--- Directions for this task ---
Rewrite the data from the line containing "For the building" through the end of the data, both included, replacing "matching object" with "corresponding object" and keeping everything else unchanged. Leave the pictures out of your answer.

········

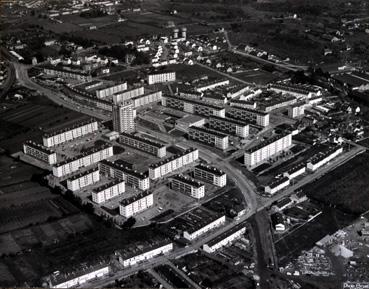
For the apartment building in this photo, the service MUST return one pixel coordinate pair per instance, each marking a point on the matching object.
(124, 96)
(225, 238)
(143, 144)
(136, 204)
(40, 152)
(147, 98)
(168, 165)
(323, 158)
(84, 179)
(109, 90)
(89, 157)
(108, 191)
(66, 73)
(136, 254)
(267, 149)
(188, 186)
(209, 137)
(192, 106)
(211, 175)
(161, 77)
(119, 170)
(70, 133)
(229, 125)
(123, 117)
(255, 116)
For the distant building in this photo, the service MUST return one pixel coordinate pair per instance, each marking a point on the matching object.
(267, 149)
(84, 179)
(123, 117)
(78, 276)
(136, 204)
(161, 77)
(211, 175)
(173, 163)
(188, 186)
(209, 137)
(119, 170)
(67, 134)
(40, 152)
(131, 256)
(108, 191)
(143, 144)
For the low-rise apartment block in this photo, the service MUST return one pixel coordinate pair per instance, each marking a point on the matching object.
(229, 125)
(78, 276)
(211, 175)
(268, 148)
(259, 117)
(192, 106)
(161, 77)
(146, 98)
(108, 191)
(173, 163)
(82, 180)
(131, 256)
(209, 137)
(40, 152)
(67, 73)
(188, 186)
(225, 238)
(136, 204)
(119, 170)
(123, 96)
(324, 157)
(89, 157)
(70, 133)
(143, 144)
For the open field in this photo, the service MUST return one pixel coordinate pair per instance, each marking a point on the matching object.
(347, 187)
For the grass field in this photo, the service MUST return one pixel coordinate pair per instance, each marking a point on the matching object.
(347, 187)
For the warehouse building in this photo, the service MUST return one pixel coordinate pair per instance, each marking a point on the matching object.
(143, 144)
(229, 125)
(192, 106)
(67, 134)
(84, 179)
(209, 137)
(211, 175)
(89, 157)
(40, 152)
(119, 170)
(136, 204)
(175, 162)
(136, 254)
(255, 116)
(108, 191)
(188, 186)
(267, 149)
(225, 239)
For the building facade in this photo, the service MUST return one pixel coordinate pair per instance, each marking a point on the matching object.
(209, 137)
(211, 175)
(85, 179)
(40, 152)
(108, 191)
(188, 186)
(143, 144)
(267, 149)
(123, 117)
(70, 133)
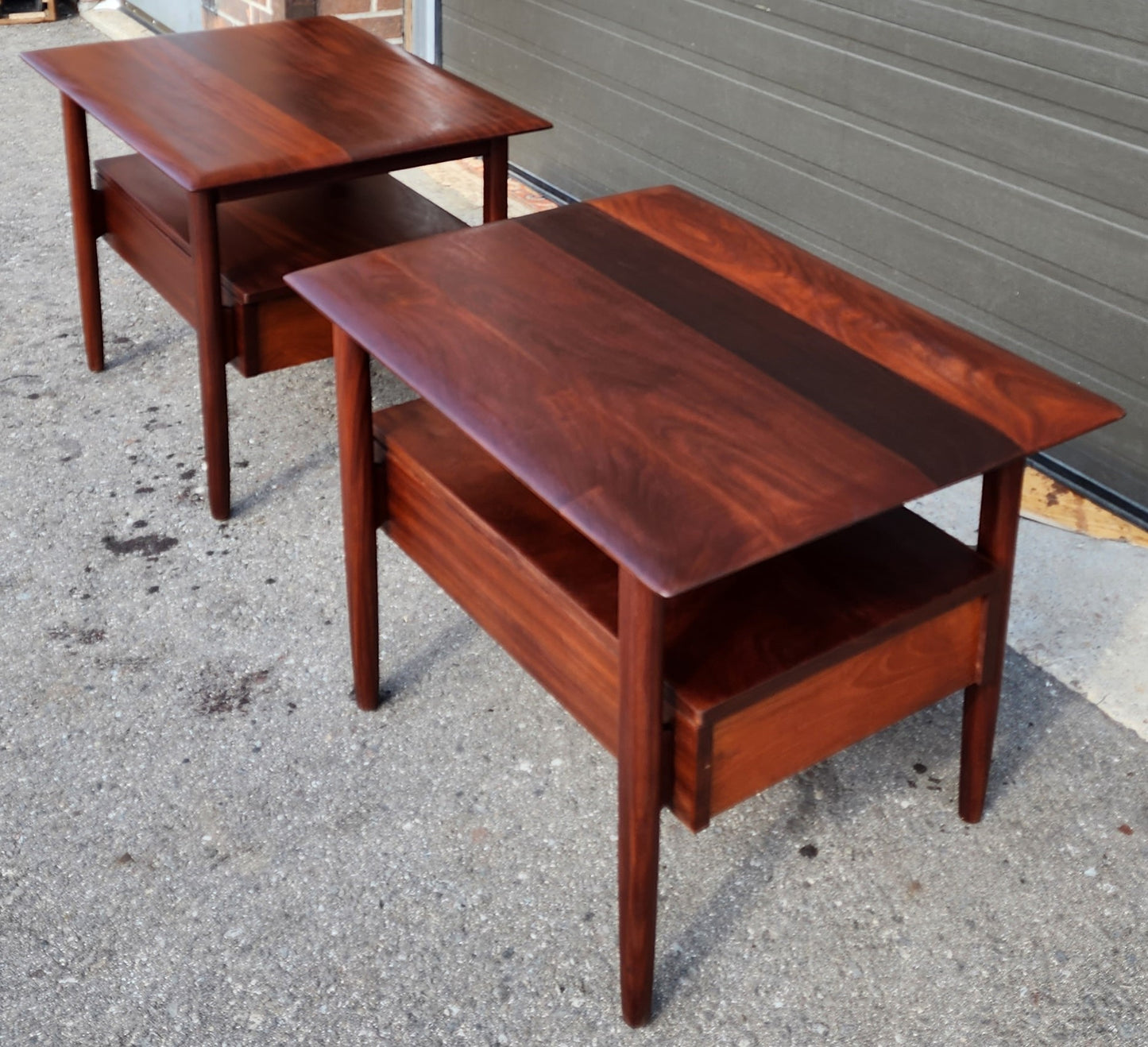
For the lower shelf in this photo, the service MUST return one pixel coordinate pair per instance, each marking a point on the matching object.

········

--- Final result ---
For the building facade in this photo, the service MUST return one pixel coordinate pair per instance, each marking a point on the corresponding object.
(209, 137)
(211, 175)
(85, 179)
(40, 152)
(108, 191)
(188, 186)
(143, 144)
(267, 149)
(123, 117)
(70, 133)
For the lower shelf in this photo, the service MUST return one pixel coordinate pair per instance, each marking a point on the corresponding object.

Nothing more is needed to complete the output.